### QUOTED PASSAGE
Barons Pharmacy , Hammersmith and PE Logan Pharmacy in Greenwich are enabling patients to book an in-clinic test for Covid-19 antibodies for the detection of past infections. (Photo: iStock)

Government must work with the pharmaceutical industry to ensure that a buffer stock is being replenished to help with any further wave of the Covid-19 pandemic, the Parliamentary International Trade Committee has said in its report.

‘Buffer stock’ of medicines typically does not stretch beyond six months’ supply. The Covid-19 pandemic has seen the pharmaceutical sector affected by significant and distinctive shocks to both supply and demand, compounded by trade policy interventions in some countries that have impeded trade.

“Our evidence indicates, though, that UK supply chains for medicines have thus far proved to be resilient, partly due to actions taken by the UK Government,” the committee has noted.

The parliamentary committee has also asked the government to make some necessary adjustments with regard to intellectual property provisions to allow for compulsory licensing of therapeutic drugs or vaccines in respect of Covid-19.

“The UK Government should evaluate the case for putting in place such enabling measures in order to make these drugs and vaccines available as quickly, widely and cheaply as possible,” the committee highlighted in its report.

### DATASET EXTRACT

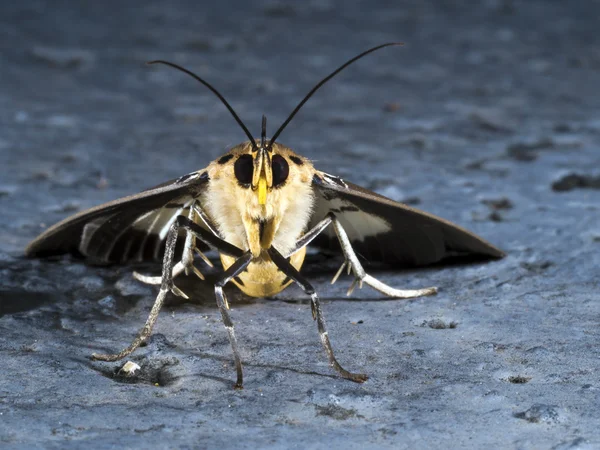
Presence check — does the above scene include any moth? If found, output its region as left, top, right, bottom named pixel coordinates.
left=26, top=43, right=504, bottom=388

### TASK REQUIREMENTS
In the article on the trade committee's report, what amount of supply does a buffer stock of medicines typically not stretch beyond?

### SOLUTION TO THIS TASK
Six months' supply.